TASK BRIEF: Count the lines in the material below that contain the word "dense", and give only that number.

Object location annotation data

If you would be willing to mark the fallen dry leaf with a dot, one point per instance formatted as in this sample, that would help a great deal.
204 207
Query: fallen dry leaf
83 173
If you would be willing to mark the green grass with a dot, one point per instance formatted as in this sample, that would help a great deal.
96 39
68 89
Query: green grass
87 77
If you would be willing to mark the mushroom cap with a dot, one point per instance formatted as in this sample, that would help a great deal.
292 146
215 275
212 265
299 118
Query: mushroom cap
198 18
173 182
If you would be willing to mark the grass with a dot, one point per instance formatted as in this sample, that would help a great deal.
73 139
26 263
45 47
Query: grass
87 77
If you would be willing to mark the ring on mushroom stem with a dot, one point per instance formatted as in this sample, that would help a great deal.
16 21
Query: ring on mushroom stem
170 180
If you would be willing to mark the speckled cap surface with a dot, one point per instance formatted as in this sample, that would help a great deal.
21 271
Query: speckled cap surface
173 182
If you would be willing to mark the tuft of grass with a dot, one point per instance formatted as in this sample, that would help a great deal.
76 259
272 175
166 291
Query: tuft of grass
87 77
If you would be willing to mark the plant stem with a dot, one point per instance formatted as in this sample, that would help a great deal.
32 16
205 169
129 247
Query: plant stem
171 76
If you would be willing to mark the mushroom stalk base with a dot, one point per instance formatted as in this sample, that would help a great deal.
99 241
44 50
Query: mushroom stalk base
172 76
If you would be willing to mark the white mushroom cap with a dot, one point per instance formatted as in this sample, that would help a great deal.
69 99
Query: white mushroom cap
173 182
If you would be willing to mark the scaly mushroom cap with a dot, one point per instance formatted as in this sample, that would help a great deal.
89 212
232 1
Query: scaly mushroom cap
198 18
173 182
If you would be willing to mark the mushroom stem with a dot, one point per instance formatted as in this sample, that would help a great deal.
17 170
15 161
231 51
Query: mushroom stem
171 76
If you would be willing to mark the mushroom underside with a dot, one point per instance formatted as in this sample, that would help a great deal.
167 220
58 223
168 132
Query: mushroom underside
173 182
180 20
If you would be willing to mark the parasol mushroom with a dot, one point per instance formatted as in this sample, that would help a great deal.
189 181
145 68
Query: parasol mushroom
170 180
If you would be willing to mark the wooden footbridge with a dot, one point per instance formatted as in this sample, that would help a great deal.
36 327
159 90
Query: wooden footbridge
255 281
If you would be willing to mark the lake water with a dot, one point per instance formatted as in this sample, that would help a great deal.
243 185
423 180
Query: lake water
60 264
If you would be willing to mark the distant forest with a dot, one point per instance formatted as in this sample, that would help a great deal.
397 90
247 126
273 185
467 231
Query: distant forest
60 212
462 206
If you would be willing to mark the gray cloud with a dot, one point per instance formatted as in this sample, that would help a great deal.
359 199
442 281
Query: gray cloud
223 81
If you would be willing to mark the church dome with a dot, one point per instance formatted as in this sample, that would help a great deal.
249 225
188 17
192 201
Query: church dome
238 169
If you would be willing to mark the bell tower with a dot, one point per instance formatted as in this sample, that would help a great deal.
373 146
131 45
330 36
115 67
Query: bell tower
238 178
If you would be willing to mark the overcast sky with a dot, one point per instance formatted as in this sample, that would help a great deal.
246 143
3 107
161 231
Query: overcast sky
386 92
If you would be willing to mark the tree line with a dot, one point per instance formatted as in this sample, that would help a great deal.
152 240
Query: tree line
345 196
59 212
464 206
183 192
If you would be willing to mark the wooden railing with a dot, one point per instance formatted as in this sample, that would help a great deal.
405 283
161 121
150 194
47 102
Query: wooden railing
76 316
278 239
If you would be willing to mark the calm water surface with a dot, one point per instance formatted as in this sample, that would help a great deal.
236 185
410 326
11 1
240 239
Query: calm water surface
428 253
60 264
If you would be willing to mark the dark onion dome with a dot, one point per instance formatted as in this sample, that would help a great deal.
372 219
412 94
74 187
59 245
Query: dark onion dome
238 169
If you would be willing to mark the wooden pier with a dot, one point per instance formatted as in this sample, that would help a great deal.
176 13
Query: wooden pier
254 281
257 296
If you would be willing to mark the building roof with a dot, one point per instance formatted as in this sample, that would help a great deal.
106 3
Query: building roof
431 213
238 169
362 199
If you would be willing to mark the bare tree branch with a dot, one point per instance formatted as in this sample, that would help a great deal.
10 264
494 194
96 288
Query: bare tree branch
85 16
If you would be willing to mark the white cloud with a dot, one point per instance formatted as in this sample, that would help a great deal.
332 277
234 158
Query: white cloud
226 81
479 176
---
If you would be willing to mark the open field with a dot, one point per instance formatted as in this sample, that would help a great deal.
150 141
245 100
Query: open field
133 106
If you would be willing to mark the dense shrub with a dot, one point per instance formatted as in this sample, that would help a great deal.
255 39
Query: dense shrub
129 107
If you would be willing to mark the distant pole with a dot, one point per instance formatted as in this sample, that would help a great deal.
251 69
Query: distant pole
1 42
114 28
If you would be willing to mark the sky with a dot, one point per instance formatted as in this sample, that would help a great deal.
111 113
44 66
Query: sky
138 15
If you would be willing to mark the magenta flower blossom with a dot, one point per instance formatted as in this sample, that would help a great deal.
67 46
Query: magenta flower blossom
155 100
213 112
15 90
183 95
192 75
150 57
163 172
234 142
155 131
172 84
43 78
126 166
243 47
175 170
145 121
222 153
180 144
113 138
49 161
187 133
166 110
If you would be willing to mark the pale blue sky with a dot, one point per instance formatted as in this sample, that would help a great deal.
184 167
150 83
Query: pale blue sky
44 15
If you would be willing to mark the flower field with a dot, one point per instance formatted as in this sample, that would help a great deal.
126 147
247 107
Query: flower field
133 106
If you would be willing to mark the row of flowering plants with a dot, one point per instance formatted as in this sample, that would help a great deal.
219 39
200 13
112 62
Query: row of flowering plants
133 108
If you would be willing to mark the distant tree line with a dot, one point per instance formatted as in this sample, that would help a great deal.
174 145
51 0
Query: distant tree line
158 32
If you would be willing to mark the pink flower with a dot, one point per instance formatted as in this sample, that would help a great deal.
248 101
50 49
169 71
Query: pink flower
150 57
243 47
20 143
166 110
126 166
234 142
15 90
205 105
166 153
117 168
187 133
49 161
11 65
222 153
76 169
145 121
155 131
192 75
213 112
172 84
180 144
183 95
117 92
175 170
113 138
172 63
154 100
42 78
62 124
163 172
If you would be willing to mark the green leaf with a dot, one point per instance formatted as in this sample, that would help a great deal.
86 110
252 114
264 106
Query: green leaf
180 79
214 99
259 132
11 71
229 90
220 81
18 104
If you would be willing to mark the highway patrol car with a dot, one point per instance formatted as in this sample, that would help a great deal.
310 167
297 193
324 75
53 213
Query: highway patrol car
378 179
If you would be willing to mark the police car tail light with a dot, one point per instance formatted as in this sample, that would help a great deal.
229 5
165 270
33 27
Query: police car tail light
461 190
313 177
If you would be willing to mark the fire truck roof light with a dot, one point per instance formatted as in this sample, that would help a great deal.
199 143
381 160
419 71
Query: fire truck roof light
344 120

SOLUTION TO THIS EXERCISE: 2